AANGELEVERD FRAGMENT:
──────────────────────────────

Kunst met een urgent verhaal is al sinds de 19de eeuw vooral figuratief en herkenbaar, om maar een boodschap over te kunnen brengen. Maar niet in deze tentoonstelling. Dit zijn geen politieke pamfletten, maar artistiek gelaagde interpretaties van een universele thematiek. Zo hangen er met routes geborduurde gordijnen en een met coördinaten ingelegd schaakbord van Stephanie Saadé, die na de verwoestende explosie van 2020 Beiroet verliet. Over ontheemding gaat ook de filminstallatie The Swing of Damocles van Ines Kooli, die daarin vertelt over haar onzekerheid over visa en werk, en over hoe thuis een plek is waar harissa wordt klaargemaakt en de democratie niet bedreigd wordt en waar je onbekommerd zou moeten kunnen schommelen. Daarmee doet ze een appèl op het publiek: alleen op een schommelstoel kun je de film activeren. Passief toekijken, dat is hier geen optie.

──────────────────────────────

UITTREKSEL UIT GEGEVENS:
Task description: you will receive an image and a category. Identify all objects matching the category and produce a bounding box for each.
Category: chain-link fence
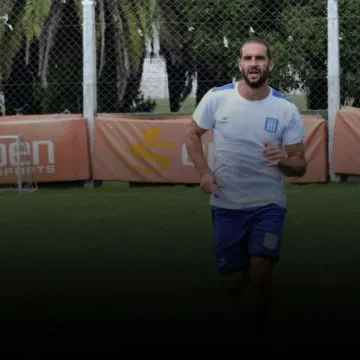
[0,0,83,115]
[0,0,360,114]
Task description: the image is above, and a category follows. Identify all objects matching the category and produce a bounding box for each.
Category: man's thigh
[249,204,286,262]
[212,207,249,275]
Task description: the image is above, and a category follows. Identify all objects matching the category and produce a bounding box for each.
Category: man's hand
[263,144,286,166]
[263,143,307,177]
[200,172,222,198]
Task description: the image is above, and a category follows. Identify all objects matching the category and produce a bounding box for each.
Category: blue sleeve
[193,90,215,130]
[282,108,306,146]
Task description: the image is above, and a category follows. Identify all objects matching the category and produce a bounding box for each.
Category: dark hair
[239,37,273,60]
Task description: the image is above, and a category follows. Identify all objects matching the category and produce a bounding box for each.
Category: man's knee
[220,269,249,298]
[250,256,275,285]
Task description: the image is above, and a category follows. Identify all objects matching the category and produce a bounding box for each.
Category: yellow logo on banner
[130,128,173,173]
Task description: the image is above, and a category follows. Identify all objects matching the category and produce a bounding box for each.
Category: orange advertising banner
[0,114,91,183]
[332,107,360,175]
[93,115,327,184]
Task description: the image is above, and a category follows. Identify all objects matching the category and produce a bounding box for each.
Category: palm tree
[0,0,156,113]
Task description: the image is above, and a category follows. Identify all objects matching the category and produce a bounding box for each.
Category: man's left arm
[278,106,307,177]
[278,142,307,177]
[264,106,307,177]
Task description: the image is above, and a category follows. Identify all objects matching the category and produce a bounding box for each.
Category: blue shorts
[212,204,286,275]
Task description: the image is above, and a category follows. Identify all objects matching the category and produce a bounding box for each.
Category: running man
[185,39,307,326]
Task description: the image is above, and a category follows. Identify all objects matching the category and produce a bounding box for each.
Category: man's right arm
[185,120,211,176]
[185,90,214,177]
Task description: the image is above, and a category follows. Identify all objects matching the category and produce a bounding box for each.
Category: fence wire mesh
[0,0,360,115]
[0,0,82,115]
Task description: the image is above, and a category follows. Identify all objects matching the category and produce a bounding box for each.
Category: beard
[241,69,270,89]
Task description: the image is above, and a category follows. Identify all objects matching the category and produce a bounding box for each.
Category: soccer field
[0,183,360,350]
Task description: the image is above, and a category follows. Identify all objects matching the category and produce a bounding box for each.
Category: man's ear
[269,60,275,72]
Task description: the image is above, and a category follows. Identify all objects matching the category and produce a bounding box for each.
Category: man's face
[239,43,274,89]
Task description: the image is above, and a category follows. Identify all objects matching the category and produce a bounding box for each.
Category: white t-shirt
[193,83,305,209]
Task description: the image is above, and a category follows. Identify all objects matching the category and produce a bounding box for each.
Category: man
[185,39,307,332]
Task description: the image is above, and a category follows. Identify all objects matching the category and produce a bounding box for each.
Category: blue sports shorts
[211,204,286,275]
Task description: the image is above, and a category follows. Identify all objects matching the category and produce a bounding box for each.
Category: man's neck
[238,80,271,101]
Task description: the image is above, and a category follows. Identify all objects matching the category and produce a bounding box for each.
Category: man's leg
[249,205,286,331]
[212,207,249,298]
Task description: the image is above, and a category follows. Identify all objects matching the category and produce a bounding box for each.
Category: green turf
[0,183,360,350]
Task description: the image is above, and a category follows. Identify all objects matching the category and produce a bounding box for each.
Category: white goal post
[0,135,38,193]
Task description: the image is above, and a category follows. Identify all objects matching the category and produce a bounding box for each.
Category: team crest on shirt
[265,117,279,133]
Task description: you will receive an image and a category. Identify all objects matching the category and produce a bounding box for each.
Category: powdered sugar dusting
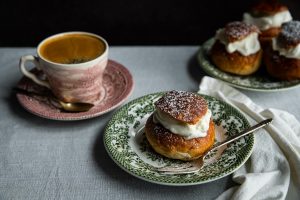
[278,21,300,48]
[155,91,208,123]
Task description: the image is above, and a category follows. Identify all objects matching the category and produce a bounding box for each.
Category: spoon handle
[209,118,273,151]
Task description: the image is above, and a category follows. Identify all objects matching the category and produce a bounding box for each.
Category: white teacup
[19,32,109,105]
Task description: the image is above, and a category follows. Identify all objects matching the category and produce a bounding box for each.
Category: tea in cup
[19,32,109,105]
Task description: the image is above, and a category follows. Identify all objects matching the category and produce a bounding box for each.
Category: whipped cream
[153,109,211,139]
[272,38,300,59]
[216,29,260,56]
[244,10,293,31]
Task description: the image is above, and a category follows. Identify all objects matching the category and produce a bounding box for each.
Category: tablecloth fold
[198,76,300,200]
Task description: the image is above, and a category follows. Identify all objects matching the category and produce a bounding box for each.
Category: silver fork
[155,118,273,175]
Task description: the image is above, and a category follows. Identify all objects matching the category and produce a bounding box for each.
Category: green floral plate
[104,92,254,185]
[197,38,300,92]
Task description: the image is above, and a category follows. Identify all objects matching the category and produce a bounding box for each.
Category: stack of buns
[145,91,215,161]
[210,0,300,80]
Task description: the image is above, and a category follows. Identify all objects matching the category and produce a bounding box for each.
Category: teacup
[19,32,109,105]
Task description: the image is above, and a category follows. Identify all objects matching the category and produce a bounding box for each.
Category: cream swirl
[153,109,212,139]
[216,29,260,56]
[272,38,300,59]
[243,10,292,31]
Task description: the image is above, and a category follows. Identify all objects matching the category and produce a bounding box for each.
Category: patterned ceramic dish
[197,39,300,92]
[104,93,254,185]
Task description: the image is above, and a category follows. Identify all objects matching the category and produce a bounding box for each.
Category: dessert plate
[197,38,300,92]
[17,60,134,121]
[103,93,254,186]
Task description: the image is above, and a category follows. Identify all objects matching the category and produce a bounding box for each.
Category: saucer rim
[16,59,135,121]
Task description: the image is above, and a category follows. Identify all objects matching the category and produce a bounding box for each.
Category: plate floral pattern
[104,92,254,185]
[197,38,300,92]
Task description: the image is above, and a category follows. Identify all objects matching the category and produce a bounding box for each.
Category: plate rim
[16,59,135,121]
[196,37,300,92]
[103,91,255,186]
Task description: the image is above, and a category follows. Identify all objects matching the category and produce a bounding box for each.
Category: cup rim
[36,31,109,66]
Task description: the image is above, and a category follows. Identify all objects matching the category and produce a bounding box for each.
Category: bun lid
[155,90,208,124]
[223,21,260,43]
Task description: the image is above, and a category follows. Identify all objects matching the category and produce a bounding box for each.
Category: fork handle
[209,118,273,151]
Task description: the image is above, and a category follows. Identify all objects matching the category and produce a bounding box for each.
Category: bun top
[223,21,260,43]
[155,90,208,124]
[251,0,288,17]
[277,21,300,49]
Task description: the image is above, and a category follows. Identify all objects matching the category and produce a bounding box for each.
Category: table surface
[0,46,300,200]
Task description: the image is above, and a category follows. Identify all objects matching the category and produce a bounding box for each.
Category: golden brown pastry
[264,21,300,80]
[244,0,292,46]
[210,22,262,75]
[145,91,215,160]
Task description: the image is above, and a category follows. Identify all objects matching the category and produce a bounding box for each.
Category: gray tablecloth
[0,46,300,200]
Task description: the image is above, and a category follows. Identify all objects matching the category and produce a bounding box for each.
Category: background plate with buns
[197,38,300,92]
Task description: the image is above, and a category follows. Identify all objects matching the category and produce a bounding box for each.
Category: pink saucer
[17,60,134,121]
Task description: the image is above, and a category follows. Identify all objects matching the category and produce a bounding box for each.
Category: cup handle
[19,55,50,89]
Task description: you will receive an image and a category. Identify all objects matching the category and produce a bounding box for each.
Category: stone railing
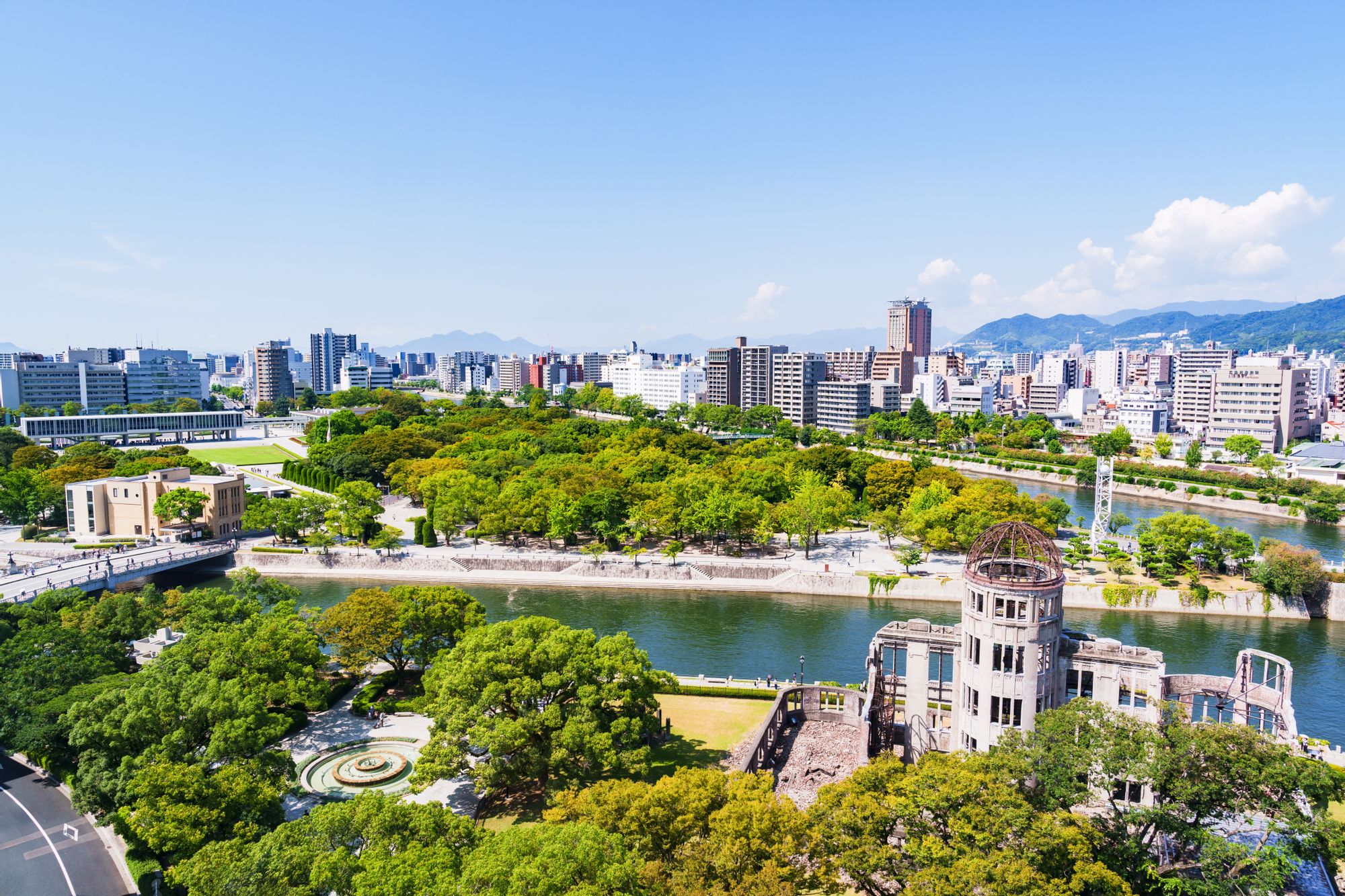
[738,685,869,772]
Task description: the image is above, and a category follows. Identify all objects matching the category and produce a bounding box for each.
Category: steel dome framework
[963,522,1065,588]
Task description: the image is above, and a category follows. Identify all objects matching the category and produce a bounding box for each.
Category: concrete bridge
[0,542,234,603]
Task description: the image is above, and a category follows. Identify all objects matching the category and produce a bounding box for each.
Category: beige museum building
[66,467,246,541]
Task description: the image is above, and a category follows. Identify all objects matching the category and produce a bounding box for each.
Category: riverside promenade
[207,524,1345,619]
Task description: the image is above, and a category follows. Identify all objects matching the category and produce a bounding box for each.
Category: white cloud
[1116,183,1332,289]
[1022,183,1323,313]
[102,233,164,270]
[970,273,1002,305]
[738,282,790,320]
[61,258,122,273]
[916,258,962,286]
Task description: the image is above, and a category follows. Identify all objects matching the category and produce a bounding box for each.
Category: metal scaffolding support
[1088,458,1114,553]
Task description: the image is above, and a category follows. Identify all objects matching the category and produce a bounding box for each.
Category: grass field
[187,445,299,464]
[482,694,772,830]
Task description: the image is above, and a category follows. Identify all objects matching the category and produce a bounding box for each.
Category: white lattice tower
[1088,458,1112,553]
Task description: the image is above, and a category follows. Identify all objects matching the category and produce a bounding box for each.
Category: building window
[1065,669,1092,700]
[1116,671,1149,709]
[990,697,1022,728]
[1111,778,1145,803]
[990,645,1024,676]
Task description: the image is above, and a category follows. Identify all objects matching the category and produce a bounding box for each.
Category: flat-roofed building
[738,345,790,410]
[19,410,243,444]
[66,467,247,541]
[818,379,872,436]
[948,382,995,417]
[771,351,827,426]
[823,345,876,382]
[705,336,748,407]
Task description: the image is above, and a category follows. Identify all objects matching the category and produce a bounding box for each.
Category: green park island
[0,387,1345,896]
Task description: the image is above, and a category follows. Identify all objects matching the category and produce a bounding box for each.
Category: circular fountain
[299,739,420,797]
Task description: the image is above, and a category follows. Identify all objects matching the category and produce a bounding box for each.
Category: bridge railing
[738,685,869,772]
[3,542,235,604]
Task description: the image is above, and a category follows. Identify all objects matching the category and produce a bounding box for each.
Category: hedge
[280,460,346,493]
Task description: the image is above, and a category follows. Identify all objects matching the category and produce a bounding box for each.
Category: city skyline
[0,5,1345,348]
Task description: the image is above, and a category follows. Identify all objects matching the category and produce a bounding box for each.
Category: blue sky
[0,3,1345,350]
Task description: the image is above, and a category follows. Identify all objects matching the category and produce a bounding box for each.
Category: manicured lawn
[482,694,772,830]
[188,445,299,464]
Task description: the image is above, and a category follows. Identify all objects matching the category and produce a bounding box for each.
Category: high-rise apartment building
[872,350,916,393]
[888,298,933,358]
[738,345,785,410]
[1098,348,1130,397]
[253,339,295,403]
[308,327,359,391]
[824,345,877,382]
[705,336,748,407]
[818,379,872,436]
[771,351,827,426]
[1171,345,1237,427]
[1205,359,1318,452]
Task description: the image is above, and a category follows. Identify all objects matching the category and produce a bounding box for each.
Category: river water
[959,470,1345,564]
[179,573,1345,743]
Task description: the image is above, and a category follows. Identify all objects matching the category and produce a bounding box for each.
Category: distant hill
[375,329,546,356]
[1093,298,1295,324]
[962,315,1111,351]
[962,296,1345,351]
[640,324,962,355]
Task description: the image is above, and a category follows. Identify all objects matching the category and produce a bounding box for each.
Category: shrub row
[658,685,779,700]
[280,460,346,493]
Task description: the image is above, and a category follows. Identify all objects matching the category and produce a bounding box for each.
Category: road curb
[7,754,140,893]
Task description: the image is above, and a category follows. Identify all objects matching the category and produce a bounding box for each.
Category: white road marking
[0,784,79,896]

──────────────────────────────

VERPLICHTE OPDRACHTEN:
a - Vat de tekst over de tentoonstelling samen in twee zinnen.
b - Schrijf het deel van de tekst over de tentoonstelling vanaf "Kunst met een" tot en met "hier geen optie." alsjeblieft letterlijk over.
De gegevens zijn voor deze opdrachten niet nodig.

UITGEWERKTE OPDRACHTEN:
a - In deze tentoonstelling is kunst met een urgent verhaal niet figuratief en herkenbaar, zoals al sinds de 19de eeuw vooral het geval is, maar een artistiek gelaagde interpretatie van een universele thematiek. Ontheemding komt terug in werk van Stephanie Saadé, die na de explosie van 2020 Beiroet verliet, en in de filminstallatie The Swing of Damocles van Ines Kooli, die het publiek alleen vanaf een schommelstoel kan activeren.

b -
Kunst met een urgent verhaal is al sinds de 19de eeuw vooral figuratief en herkenbaar, om maar een boodschap over te kunnen brengen. Maar niet in deze tentoonstelling. Dit zijn geen politieke pamfletten, maar artistiek gelaagde interpretaties van een universele thematiek. Zo hangen er met routes geborduurde gordijnen en een met coördinaten ingelegd schaakbord van Stephanie Saadé, die na de verwoestende explosie van 2020 Beiroet verliet. Over ontheemding gaat ook de filminstallatie The Swing of Damocles van Ines Kooli, die daarin vertelt over haar onzekerheid over visa en werk, en over hoe thuis een plek is waar harissa wordt klaargemaakt en de democratie niet bedreigd wordt en waar je onbekommerd zou moeten kunnen schommelen. Daarmee doet ze een appèl op het publiek: alleen op een schommelstoel kun je de film activeren. Passief toekijken, dat is hier geen optie.